(Excerpt from a dataset)
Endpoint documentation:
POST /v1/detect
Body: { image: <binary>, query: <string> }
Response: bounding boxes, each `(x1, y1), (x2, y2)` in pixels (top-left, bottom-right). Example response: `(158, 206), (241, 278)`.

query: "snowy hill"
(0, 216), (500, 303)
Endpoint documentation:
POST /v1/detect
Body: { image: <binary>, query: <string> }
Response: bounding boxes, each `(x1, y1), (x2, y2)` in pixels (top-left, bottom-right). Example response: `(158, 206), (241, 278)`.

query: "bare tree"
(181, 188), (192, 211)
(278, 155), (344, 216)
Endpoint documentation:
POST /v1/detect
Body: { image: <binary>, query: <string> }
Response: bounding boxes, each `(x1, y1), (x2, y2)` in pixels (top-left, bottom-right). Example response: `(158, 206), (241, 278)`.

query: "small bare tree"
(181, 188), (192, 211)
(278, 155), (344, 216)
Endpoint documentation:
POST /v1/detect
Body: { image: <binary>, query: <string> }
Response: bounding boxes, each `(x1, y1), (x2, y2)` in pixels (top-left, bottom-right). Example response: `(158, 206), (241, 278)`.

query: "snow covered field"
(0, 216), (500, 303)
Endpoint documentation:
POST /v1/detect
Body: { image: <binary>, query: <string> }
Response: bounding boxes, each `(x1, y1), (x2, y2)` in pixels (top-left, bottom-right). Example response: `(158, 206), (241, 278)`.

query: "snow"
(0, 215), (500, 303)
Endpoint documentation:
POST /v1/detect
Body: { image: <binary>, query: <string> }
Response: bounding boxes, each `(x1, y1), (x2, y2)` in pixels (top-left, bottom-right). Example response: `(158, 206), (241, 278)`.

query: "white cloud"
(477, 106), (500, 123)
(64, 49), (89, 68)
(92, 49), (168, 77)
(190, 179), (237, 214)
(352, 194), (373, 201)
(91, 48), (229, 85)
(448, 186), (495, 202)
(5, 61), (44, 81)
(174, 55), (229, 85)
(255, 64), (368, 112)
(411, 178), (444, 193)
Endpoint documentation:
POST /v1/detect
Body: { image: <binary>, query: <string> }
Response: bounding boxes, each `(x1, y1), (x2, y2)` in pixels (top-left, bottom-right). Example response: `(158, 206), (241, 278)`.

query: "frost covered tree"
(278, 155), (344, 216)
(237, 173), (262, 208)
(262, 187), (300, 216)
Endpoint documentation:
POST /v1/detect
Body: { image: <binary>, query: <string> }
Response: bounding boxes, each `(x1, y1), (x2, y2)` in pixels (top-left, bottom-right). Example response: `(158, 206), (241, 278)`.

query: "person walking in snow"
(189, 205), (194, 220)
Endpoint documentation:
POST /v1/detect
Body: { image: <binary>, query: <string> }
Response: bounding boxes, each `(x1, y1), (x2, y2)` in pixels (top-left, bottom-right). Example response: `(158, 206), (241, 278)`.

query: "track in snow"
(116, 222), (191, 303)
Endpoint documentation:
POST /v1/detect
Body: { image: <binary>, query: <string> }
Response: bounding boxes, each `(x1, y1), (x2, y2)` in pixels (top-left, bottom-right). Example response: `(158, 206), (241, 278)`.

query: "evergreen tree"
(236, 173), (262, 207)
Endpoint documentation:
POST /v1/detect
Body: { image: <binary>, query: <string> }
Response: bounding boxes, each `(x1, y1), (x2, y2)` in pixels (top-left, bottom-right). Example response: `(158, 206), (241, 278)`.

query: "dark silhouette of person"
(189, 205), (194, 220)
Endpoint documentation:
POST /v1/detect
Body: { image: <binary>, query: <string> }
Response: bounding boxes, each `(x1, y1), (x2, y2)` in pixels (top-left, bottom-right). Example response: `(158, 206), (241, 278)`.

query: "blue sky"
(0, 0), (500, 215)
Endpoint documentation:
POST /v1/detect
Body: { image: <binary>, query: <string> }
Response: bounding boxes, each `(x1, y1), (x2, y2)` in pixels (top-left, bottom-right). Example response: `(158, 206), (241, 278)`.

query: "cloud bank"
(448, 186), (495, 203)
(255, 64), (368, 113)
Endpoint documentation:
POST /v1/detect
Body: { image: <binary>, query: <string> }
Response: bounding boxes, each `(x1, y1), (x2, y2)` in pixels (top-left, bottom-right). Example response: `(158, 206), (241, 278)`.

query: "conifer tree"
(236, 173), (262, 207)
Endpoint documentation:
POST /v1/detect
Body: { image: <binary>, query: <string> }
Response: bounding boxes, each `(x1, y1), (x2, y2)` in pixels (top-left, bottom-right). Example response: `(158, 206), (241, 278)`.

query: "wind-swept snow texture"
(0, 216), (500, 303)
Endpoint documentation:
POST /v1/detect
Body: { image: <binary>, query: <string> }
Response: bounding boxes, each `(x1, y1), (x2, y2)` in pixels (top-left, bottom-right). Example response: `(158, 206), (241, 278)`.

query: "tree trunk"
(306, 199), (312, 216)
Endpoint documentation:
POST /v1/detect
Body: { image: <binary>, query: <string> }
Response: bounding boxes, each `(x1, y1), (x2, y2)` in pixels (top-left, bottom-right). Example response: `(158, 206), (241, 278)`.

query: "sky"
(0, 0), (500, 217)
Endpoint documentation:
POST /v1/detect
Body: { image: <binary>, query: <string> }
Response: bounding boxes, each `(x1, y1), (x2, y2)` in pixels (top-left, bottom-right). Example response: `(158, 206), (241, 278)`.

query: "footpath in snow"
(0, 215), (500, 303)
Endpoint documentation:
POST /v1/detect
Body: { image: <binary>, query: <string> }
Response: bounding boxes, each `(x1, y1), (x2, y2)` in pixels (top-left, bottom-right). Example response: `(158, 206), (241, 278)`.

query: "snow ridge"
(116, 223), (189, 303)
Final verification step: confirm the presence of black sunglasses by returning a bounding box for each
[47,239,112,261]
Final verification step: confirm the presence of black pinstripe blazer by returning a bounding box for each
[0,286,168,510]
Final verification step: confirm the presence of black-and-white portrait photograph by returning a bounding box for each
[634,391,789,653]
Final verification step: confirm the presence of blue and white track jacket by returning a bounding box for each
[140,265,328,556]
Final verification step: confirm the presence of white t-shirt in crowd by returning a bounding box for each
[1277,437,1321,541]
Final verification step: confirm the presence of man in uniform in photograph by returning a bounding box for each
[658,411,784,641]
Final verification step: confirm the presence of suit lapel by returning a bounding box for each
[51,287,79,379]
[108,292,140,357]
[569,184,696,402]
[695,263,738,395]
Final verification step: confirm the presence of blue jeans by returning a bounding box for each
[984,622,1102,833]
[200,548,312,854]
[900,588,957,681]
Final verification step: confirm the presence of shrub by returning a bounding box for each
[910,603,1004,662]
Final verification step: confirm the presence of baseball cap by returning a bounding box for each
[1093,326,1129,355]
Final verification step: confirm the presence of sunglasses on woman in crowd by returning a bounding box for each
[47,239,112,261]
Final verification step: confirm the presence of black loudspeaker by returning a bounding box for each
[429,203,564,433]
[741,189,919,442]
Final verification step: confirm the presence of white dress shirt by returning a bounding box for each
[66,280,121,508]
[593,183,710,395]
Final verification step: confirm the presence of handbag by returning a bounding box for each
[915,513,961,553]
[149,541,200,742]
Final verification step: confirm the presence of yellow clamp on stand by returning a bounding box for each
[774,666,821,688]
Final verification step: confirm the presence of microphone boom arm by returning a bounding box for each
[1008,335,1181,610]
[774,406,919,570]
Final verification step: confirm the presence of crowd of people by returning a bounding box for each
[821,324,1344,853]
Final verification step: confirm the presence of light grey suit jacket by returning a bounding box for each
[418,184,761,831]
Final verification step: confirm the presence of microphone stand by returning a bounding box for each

WORK TO BE COMPLETED>
Recast all of the material above as a JSON list of strings, with one string per line and blank lines omitted.

FINISHED TASK>
[
  "Endpoint documentation:",
  "POST /v1/detect",
  "Body: { image: <binary>, query: <string> }",
  "Response: bounding boxes, each `(x1, y1), (x2, y2)` in pixels (top-left, bottom-right). Example response: `(158, 206), (241, 278)`.",
  "query: \"snowy hill\"",
  "(0, 216), (500, 303)",
  "Endpoint documentation:",
  "POST /v1/detect",
  "Body: { image: <binary>, query: <string> }",
  "Response: bounding boxes, each `(x1, y1), (x2, y2)` in pixels (top-left, bottom-right). Example response: `(158, 206), (241, 278)`.",
  "query: \"bare tree\"",
  "(181, 188), (192, 211)",
  "(278, 155), (344, 216)",
  "Endpoint documentation:",
  "POST /v1/detect",
  "Body: { image: <binary>, query: <string> }",
  "Response: bounding boxes, each `(x1, y1), (x2, y2)` in pixels (top-left, bottom-right). Example response: `(158, 206), (241, 278)`.",
  "query: \"small bare tree\"",
  "(181, 188), (192, 211)",
  "(278, 155), (344, 216)",
  "Endpoint documentation:",
  "POST /v1/detect",
  "Body: { image: <binary>, query: <string> }",
  "Response: bounding boxes, each `(x1, y1), (x2, y2)` in pixels (top-left, bottom-right). Example response: `(158, 206), (241, 278)`.",
  "query: \"snow covered field\"",
  "(0, 216), (500, 303)",
  "Endpoint documentation:",
  "POST /v1/detect",
  "Body: { image: <binary>, query: <string> }",
  "Response: bounding boxes, each `(x1, y1), (x2, y2)` in pixels (top-left, bottom-right). Example response: `(158, 206), (241, 278)`.",
  "query: \"snow\"",
  "(0, 215), (500, 303)",
  "Endpoint documentation:",
  "POST /v1/detect",
  "Body: { image: <binary>, query: <string> }",
  "Response: bounding boxes, each `(x1, y1), (x2, y2)` in pixels (top-left, bottom-right). Example response: `(158, 206), (241, 278)`.",
  "query: \"white cloud\"",
  "(477, 106), (500, 123)",
  "(64, 49), (89, 68)",
  "(92, 49), (168, 77)",
  "(190, 179), (237, 214)",
  "(352, 194), (373, 201)",
  "(91, 48), (229, 85)",
  "(448, 186), (495, 202)",
  "(5, 61), (44, 81)",
  "(174, 55), (229, 85)",
  "(255, 64), (368, 112)",
  "(411, 178), (444, 193)",
  "Endpoint documentation:",
  "POST /v1/detect",
  "Body: { image: <binary>, query: <string> }",
  "Response: bounding boxes, each `(x1, y1), (x2, y2)` in pixels (top-left, bottom-right). Example response: `(158, 206), (241, 278)`.",
  "query: \"frost covered tree\"",
  "(278, 155), (344, 216)",
  "(237, 173), (262, 208)",
  "(262, 187), (300, 216)",
  "Endpoint documentation:",
  "POST /v1/detect",
  "Body: { image: <binary>, query: <string> }",
  "Response: bounding boxes, each `(x1, y1), (x2, y2)` in pixels (top-left, bottom-right). Example response: `(158, 206), (241, 278)`.",
  "query: \"person walking in snow\"",
  "(189, 205), (194, 220)",
  "Endpoint documentation:",
  "POST /v1/detect",
  "Body: { image: <binary>, query: <string> }",
  "Response: bounding boxes, each `(x1, y1), (x2, y2)` in pixels (top-left, bottom-right). Example response: `(158, 206), (241, 278)`.",
  "query: \"track in snow\"",
  "(116, 222), (191, 303)",
  "Endpoint documentation:",
  "POST /v1/detect",
  "Body: { image: <binary>, query: <string> }",
  "Response: bounding boxes, each `(x1, y1), (x2, y2)` in pixels (top-left, bottom-right). Example response: `(158, 206), (241, 278)`.",
  "query: \"evergreen tree\"",
  "(236, 173), (262, 207)",
  "Endpoint documentation:",
  "POST /v1/detect",
  "Body: { image: <binary>, query: <string> }",
  "Response: bounding boxes, each `(x1, y1), (x2, y2)` in pixels (top-left, bottom-right). Example response: `(158, 206), (241, 278)`.",
  "query: \"dark silhouette of person\"",
  "(189, 205), (194, 220)",
  "Endpoint documentation:",
  "POST /v1/detect",
  "Body: { image: <binary>, query: <string> }",
  "Response: bounding boxes, each `(x1, y1), (x2, y2)` in pixels (top-left, bottom-right). Example response: `(158, 206), (241, 278)`.",
  "query: \"blue sky\"",
  "(0, 0), (500, 215)",
  "Endpoint documentation:",
  "POST /v1/detect",
  "Body: { image: <binary>, query: <string> }",
  "Response: bounding boxes, each `(x1, y1), (x2, y2)` in pixels (top-left, bottom-right). Example response: `(158, 206), (241, 278)`.",
  "query: \"cloud bank\"",
  "(448, 186), (495, 203)",
  "(255, 64), (368, 113)",
  "Endpoint documentation:",
  "POST /v1/detect",
  "Body: { image: <binary>, query: <string> }",
  "Response: bounding boxes, each `(x1, y1), (x2, y2)` in pixels (top-left, bottom-right). Example response: `(158, 206), (241, 278)`.",
  "query: \"conifer tree\"",
  "(236, 173), (262, 207)",
  "Endpoint documentation:",
  "POST /v1/detect",
  "Body: { image: <binary>, query: <string> }",
  "Response: bounding boxes, each `(x1, y1), (x2, y2)` in pixels (top-left, bottom-right). Example response: `(158, 206), (241, 278)`.",
  "query: \"wind-swept snow texture\"",
  "(0, 216), (500, 303)",
  "Endpoint documentation:",
  "POST /v1/detect",
  "Body: { image: <binary>, query: <string> }",
  "Response: bounding boxes, each `(x1, y1), (x2, y2)` in pixels (top-left, bottom-right). Example response: `(158, 206), (241, 278)`.",
  "query: \"tree trunk\"",
  "(306, 199), (312, 216)",
  "Endpoint documentation:",
  "POST /v1/detect",
  "Body: { image: <binary>, query: <string> }",
  "Response: bounding boxes, each `(x1, y1), (x2, y2)` in pixels (top-left, bottom-right). Example response: `(158, 206), (241, 278)`.",
  "query: \"sky\"",
  "(0, 0), (500, 217)",
  "Endpoint documentation:",
  "POST /v1/detect",
  "Body: { image: <binary>, query: <string> }",
  "Response: bounding boxes, each `(x1, y1), (x2, y2)` in pixels (top-left, bottom-right). Example response: `(158, 206), (241, 278)`.",
  "query: \"footpath in snow\"",
  "(0, 215), (500, 303)",
  "Endpoint documentation:",
  "POST /v1/detect",
  "Body: { image: <binary>, query: <string> }",
  "Response: bounding boxes, each `(x1, y1), (x2, y2)` in pixels (top-left, bottom-right). Example response: `(158, 206), (241, 278)`.",
  "query: \"snow ridge\"",
  "(116, 223), (189, 303)",
  "Final verification step: confirm the presence of black sunglasses by returning a bounding box for each",
  "[47,239,112,261]",
  "Final verification step: confirm the presence of black pinstripe blazer by returning a bounding box for each",
  "[0,286,168,510]",
  "Final verification step: confirm the presence of black-and-white portrait photograph by returning a bounding box for each",
  "[634,391,789,653]",
  "Final verification step: confirm the presence of blue and white track jacket by returning a bounding box for each",
  "[140,265,328,556]",
  "Final verification step: confirm the presence of white t-shirt in crowd by returning a bounding box for each",
  "[1277,437,1321,541]",
  "Final verification step: confirm the presence of man in uniform in photograph by returning a bounding box for each",
  "[658,411,784,641]",
  "Final verification step: confirm the presence of suit lapel by returning a bounding box for each",
  "[51,287,79,379]",
  "[108,292,140,357]",
  "[569,184,696,402]",
  "[695,263,738,395]",
  "Final verification step: confirm the presence of blue jeans by returning a bounding box for each",
  "[984,622,1102,833]",
  "[200,548,312,854]",
  "[900,588,957,681]",
  "Final verification step: confirm the presence of shrub by returning a bounding box for each",
  "[910,603,1004,662]",
  "Final verification step: confirm the presence of baseball cap by returning a bounding box for each",
  "[1093,326,1129,355]",
  "Final verification step: confirm the presence of sunglasses on woman in crowd by returning a bounding box for each",
  "[47,239,112,261]",
  "Final verification step: confirm the presence of black loudspeaker by returning a bounding box for each",
  "[429,203,564,433]",
  "[741,189,919,442]",
  "Final verification step: confirm the presence of white dress shirt by returning a bounding box for each",
  "[66,280,121,508]",
  "[593,183,710,395]",
  "Final verification step: confirm the presence of handbag by returning a bounding box for each",
  "[915,513,961,553]",
  "[149,541,200,742]",
  "Final verification step: confirm the presence of yellow clamp on stand by returning a bounding box for each",
  "[774,666,821,688]",
  "Final verification step: confirm the presence of microphone boom arm by returning a bounding box for each",
  "[1008,335,1181,610]",
  "[774,406,919,570]",
  "Final verification step: confirm the presence of crowd of people by returning a bounding box for each",
  "[821,324,1344,853]",
  "Final verification step: confirm the presence of light grey suit jacket by returning a bounding box for each",
  "[418,184,761,831]",
  "Final verification step: confirm the presence of microphone stand by returning a bounding box for each"
]